Aim of the task:
In the forum thread about TV commercials, which commercials does SeaBreeze find especially annoying?

Selected text:
# Commercials.....Ugh!



## AutumnOfMyLife (Apr 20, 2016)

Commercials......I'm really bothered by commercials these days.  I have  counted up to ten of them between programing, consistently!  I lose  patience with this and tend to lose interest in the programing all  together and turn off the stupid television.  Anyone else?


----------



## Falcon (Apr 20, 2016)

Yeah, Tell me about it.  
During a movie, there are 10 minutes of ads and  5 minutes of the movie.
I rarely buy any of the products they're pushing and absolutely  REFUSE to purchase ANY
product  of a really stupid commercial.

I do like some of the ads and approve of the way they are made.  Mostly the clever and funny ones.

If I want to watch an old movie, I'll get it from the library.  I'm not interested in paying extra money
for the site outlets.  Rather read a good book.


----------



## Guitarist (Apr 20, 2016)

I rarely watch TV except for TCM (when they actually show good movies), Movieplex, and PBS.  I don't put up with commercials unless there is a program I really really want to watch.  I like to watch Frasier late at night but the commercials are even more frequent, and longer, than during the day or prime time.  

Seems like 90% of the time, when I am channel surfing, every single channel i go to is running a commercial, and they go on and on for so long I finally give up and turn the TV off.

That is one thing I like about watching soccer -- you get 45+ minutes of uninterrupted action, then a commercial break, then 45+ minutes more of uninterrupted action.  And it's live. I don't have the patience to watch American football anymore.


----------



## Pinky (Apr 20, 2016)

I rarely ever watch television, choosing to freestream all my favourite series to watch on my widescreen computer monitor. It's great not to have to put up with commercials.


----------



## jujube (Apr 20, 2016)

Sometimes the commercials are better than the show.  I love the Subaru commercials with the dogs driving around.


----------



## Guitarist (Apr 20, 2016)

I did love this one--





I loved this one too but it always made me cry:


----------



## Falcon (Apr 20, 2016)

THOSE I like Jujube.


----------



## Pinky (Apr 20, 2016)

Love those commercials!


----------



## SeaBreeze (Apr 20, 2016)

Most commercials really annoy me, especially the ones pushing prescription drugs.  On weekends, the commercials are long lasting, like full blown infomercials.


----------



## fureverywhere (Apr 20, 2016)

Recorded data:

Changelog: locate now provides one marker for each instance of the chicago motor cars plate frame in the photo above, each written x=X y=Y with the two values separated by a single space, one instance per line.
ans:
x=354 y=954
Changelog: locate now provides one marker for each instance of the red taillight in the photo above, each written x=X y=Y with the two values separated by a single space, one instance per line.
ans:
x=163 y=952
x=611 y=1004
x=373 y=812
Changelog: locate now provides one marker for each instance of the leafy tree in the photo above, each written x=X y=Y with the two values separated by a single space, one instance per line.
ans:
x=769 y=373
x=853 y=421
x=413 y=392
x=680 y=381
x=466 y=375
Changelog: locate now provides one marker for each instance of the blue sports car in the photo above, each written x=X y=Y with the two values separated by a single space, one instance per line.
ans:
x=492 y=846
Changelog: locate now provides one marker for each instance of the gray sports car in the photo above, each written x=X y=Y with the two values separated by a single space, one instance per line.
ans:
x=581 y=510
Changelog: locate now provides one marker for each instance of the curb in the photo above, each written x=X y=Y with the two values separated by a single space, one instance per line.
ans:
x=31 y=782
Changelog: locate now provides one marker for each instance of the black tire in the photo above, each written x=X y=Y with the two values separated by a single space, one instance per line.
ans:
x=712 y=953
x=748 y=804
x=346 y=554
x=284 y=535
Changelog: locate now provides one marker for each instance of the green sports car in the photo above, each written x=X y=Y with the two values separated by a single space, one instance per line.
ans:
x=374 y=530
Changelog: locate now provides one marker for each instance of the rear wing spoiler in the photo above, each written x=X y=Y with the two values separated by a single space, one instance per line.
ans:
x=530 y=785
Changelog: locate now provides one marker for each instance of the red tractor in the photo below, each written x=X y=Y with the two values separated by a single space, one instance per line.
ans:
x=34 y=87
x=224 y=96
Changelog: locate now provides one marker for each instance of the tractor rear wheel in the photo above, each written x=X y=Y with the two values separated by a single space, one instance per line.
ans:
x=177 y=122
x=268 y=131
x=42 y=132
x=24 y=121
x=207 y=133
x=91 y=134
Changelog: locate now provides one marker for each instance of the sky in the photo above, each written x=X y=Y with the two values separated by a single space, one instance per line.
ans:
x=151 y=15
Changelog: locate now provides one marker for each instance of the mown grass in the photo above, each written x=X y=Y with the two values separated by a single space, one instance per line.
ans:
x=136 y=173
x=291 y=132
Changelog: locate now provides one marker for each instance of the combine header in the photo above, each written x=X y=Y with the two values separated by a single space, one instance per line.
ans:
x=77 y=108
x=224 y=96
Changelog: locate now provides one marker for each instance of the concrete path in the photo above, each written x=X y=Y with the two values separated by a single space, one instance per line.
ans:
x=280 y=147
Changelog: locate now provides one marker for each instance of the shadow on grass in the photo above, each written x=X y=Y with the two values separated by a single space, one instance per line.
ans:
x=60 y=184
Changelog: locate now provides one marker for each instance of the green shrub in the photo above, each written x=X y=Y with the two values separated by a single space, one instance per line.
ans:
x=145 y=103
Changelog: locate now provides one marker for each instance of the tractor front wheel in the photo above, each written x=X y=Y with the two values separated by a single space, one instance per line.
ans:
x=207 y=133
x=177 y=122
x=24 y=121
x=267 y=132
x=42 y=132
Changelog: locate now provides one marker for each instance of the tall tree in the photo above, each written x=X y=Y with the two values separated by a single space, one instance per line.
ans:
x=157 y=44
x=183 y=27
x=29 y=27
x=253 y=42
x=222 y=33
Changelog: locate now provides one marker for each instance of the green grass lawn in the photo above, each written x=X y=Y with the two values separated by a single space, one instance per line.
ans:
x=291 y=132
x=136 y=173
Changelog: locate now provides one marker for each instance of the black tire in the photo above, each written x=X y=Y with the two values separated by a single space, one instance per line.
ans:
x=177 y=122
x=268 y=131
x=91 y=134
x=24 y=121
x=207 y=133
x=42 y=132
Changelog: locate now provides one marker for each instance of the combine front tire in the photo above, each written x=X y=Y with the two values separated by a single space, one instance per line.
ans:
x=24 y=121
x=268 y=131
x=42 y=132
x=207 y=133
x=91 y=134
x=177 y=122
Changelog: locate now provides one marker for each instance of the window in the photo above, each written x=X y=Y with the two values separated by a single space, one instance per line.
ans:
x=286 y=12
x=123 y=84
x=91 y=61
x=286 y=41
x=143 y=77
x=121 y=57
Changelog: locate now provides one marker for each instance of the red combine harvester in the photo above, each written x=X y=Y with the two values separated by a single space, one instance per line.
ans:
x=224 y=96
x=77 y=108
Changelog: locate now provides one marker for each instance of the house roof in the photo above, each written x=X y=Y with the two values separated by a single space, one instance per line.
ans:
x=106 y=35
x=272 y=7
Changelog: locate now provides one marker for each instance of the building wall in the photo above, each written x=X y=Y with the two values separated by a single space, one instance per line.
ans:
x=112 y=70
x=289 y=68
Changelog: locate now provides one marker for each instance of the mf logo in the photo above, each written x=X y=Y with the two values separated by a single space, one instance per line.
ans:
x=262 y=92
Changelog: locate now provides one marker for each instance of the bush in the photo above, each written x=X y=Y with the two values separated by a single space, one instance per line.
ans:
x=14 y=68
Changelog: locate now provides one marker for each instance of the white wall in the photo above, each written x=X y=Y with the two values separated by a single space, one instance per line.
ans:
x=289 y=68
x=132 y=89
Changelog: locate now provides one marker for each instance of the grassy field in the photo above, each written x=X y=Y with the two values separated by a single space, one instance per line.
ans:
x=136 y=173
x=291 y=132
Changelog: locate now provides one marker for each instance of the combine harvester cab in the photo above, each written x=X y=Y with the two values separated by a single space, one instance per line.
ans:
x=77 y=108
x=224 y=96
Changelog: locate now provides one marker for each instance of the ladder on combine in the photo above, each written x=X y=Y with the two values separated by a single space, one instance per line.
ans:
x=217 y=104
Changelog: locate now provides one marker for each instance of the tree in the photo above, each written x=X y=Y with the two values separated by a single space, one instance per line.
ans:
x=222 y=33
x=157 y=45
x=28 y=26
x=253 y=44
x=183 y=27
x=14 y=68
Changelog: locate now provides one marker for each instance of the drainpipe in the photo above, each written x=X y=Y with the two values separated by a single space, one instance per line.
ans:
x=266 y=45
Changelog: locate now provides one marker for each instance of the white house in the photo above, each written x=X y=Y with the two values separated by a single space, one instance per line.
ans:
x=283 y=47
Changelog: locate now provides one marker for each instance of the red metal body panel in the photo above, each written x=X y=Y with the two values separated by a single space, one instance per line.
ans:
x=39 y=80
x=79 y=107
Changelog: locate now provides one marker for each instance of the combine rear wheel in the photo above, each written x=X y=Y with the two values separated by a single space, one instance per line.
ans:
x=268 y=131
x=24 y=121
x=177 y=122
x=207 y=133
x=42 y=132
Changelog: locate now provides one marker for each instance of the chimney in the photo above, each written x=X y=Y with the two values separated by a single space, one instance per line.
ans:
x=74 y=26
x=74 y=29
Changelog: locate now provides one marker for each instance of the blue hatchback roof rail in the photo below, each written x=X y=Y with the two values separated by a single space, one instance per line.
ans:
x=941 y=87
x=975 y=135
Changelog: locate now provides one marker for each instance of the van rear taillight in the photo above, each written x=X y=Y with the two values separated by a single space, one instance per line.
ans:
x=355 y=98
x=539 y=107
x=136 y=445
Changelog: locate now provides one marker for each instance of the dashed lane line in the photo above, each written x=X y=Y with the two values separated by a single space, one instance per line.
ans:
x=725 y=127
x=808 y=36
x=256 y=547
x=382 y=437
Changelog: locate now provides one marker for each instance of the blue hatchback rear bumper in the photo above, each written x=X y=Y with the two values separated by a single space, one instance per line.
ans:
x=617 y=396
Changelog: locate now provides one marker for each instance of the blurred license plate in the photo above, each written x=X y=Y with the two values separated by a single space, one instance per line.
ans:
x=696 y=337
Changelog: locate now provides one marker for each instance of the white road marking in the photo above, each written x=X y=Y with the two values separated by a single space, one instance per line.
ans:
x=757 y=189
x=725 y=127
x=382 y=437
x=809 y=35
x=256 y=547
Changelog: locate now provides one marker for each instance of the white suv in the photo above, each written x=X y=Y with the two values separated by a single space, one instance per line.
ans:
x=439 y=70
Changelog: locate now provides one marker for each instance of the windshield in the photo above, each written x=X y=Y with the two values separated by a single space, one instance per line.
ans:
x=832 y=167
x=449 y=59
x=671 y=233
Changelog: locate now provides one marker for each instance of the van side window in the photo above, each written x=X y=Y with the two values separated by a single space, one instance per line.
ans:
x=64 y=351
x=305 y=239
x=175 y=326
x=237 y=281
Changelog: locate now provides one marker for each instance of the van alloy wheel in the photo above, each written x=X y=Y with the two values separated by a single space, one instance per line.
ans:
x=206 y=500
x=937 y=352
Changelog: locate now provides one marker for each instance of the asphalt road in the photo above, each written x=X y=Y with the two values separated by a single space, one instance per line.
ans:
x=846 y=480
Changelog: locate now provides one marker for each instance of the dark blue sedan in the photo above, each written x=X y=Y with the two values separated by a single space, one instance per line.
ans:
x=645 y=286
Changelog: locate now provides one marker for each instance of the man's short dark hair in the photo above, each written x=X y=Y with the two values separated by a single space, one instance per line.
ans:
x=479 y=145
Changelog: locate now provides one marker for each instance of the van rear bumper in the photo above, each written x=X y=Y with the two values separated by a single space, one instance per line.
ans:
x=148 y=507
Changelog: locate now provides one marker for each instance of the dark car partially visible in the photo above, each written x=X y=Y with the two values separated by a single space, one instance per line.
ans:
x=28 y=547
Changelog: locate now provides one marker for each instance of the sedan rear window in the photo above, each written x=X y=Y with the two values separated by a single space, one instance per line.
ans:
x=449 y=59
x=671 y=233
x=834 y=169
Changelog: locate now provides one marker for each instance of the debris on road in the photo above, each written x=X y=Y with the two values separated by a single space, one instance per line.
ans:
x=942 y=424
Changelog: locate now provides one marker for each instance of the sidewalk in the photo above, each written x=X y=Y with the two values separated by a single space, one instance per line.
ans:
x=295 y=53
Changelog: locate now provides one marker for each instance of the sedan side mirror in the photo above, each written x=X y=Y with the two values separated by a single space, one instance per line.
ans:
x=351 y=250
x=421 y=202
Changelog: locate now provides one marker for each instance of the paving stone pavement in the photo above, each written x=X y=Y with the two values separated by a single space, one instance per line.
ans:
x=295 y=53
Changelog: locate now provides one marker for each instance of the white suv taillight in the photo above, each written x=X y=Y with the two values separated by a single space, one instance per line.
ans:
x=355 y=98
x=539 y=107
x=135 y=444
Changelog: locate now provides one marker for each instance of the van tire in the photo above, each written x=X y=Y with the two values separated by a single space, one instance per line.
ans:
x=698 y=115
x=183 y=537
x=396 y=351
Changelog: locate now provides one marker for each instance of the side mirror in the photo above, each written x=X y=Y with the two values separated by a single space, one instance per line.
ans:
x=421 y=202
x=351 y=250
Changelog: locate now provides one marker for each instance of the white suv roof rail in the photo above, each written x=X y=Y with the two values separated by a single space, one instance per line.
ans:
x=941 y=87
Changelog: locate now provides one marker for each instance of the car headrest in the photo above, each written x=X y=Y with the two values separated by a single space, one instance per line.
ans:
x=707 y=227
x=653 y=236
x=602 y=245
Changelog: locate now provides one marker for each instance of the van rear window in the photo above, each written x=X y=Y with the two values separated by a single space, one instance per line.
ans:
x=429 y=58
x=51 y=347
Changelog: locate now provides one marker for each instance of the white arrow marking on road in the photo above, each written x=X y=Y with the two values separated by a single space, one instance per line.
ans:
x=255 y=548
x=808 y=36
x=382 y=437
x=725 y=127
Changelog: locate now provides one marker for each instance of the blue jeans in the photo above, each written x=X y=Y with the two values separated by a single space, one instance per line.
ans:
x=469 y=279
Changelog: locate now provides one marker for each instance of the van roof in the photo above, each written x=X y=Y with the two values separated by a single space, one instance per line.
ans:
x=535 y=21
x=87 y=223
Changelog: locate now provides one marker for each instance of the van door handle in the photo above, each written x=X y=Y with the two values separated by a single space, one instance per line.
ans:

Worked solution:
The ones pushing prescription drugs.